Data under study: Begin
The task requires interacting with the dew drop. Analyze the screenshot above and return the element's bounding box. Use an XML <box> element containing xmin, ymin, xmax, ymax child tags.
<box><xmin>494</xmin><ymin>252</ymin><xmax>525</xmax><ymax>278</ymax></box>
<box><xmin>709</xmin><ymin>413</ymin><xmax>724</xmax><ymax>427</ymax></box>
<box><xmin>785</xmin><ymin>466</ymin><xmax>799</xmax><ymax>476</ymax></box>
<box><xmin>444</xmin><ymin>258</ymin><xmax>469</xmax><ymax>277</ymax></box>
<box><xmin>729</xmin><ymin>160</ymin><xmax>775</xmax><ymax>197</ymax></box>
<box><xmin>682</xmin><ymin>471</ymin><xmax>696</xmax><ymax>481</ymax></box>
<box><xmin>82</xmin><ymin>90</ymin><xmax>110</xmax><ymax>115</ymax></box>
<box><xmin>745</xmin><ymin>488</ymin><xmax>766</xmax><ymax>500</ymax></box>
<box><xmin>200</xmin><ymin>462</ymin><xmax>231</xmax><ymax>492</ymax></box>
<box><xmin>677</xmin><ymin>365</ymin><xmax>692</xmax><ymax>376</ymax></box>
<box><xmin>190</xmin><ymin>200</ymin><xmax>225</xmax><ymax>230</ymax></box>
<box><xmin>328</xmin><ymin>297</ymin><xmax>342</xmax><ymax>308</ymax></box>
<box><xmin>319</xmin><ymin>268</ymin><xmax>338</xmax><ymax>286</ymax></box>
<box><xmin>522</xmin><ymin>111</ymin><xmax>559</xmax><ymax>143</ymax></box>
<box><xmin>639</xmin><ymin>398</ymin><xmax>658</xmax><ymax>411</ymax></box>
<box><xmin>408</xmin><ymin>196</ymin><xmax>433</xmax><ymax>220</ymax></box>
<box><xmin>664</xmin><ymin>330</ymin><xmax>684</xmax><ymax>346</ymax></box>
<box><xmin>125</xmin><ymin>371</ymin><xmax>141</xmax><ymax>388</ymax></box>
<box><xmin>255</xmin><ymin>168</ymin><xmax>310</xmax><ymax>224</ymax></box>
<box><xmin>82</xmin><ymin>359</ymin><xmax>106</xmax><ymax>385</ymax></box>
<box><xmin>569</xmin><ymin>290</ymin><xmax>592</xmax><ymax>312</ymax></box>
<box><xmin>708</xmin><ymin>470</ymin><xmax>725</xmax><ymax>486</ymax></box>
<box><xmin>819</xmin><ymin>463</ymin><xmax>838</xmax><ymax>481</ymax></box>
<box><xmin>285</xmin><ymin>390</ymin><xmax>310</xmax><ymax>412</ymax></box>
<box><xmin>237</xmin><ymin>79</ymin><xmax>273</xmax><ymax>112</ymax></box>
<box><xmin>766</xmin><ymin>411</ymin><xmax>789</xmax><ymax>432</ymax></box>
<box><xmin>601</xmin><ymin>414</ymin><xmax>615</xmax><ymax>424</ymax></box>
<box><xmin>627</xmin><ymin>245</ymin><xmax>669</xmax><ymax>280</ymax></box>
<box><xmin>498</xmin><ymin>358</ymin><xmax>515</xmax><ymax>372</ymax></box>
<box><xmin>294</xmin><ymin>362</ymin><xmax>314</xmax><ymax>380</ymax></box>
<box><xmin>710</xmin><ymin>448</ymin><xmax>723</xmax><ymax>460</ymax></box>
Data under study: End
* The task *
Set down the entire listing once more, keeping every line exactly as it reads.

* Result for this exercise *
The task requires interacting with the dew drop. Analyze the screenshot above and return the element's bounding box. Use an XML <box> element containing xmin, ymin, xmax, ymax child tags.
<box><xmin>494</xmin><ymin>252</ymin><xmax>525</xmax><ymax>278</ymax></box>
<box><xmin>709</xmin><ymin>413</ymin><xmax>724</xmax><ymax>427</ymax></box>
<box><xmin>785</xmin><ymin>466</ymin><xmax>799</xmax><ymax>476</ymax></box>
<box><xmin>444</xmin><ymin>258</ymin><xmax>469</xmax><ymax>277</ymax></box>
<box><xmin>729</xmin><ymin>160</ymin><xmax>775</xmax><ymax>197</ymax></box>
<box><xmin>682</xmin><ymin>471</ymin><xmax>696</xmax><ymax>481</ymax></box>
<box><xmin>82</xmin><ymin>90</ymin><xmax>110</xmax><ymax>115</ymax></box>
<box><xmin>745</xmin><ymin>488</ymin><xmax>766</xmax><ymax>500</ymax></box>
<box><xmin>200</xmin><ymin>462</ymin><xmax>231</xmax><ymax>492</ymax></box>
<box><xmin>677</xmin><ymin>365</ymin><xmax>692</xmax><ymax>376</ymax></box>
<box><xmin>190</xmin><ymin>200</ymin><xmax>225</xmax><ymax>230</ymax></box>
<box><xmin>328</xmin><ymin>297</ymin><xmax>342</xmax><ymax>308</ymax></box>
<box><xmin>319</xmin><ymin>268</ymin><xmax>338</xmax><ymax>286</ymax></box>
<box><xmin>522</xmin><ymin>111</ymin><xmax>559</xmax><ymax>143</ymax></box>
<box><xmin>639</xmin><ymin>398</ymin><xmax>658</xmax><ymax>411</ymax></box>
<box><xmin>408</xmin><ymin>196</ymin><xmax>433</xmax><ymax>220</ymax></box>
<box><xmin>664</xmin><ymin>330</ymin><xmax>684</xmax><ymax>346</ymax></box>
<box><xmin>125</xmin><ymin>371</ymin><xmax>141</xmax><ymax>388</ymax></box>
<box><xmin>255</xmin><ymin>168</ymin><xmax>310</xmax><ymax>224</ymax></box>
<box><xmin>82</xmin><ymin>359</ymin><xmax>106</xmax><ymax>385</ymax></box>
<box><xmin>569</xmin><ymin>290</ymin><xmax>592</xmax><ymax>312</ymax></box>
<box><xmin>708</xmin><ymin>470</ymin><xmax>725</xmax><ymax>486</ymax></box>
<box><xmin>819</xmin><ymin>463</ymin><xmax>838</xmax><ymax>481</ymax></box>
<box><xmin>285</xmin><ymin>390</ymin><xmax>310</xmax><ymax>412</ymax></box>
<box><xmin>237</xmin><ymin>79</ymin><xmax>273</xmax><ymax>112</ymax></box>
<box><xmin>766</xmin><ymin>411</ymin><xmax>789</xmax><ymax>432</ymax></box>
<box><xmin>601</xmin><ymin>414</ymin><xmax>615</xmax><ymax>424</ymax></box>
<box><xmin>627</xmin><ymin>245</ymin><xmax>669</xmax><ymax>280</ymax></box>
<box><xmin>498</xmin><ymin>358</ymin><xmax>515</xmax><ymax>372</ymax></box>
<box><xmin>294</xmin><ymin>362</ymin><xmax>314</xmax><ymax>380</ymax></box>
<box><xmin>710</xmin><ymin>448</ymin><xmax>723</xmax><ymax>460</ymax></box>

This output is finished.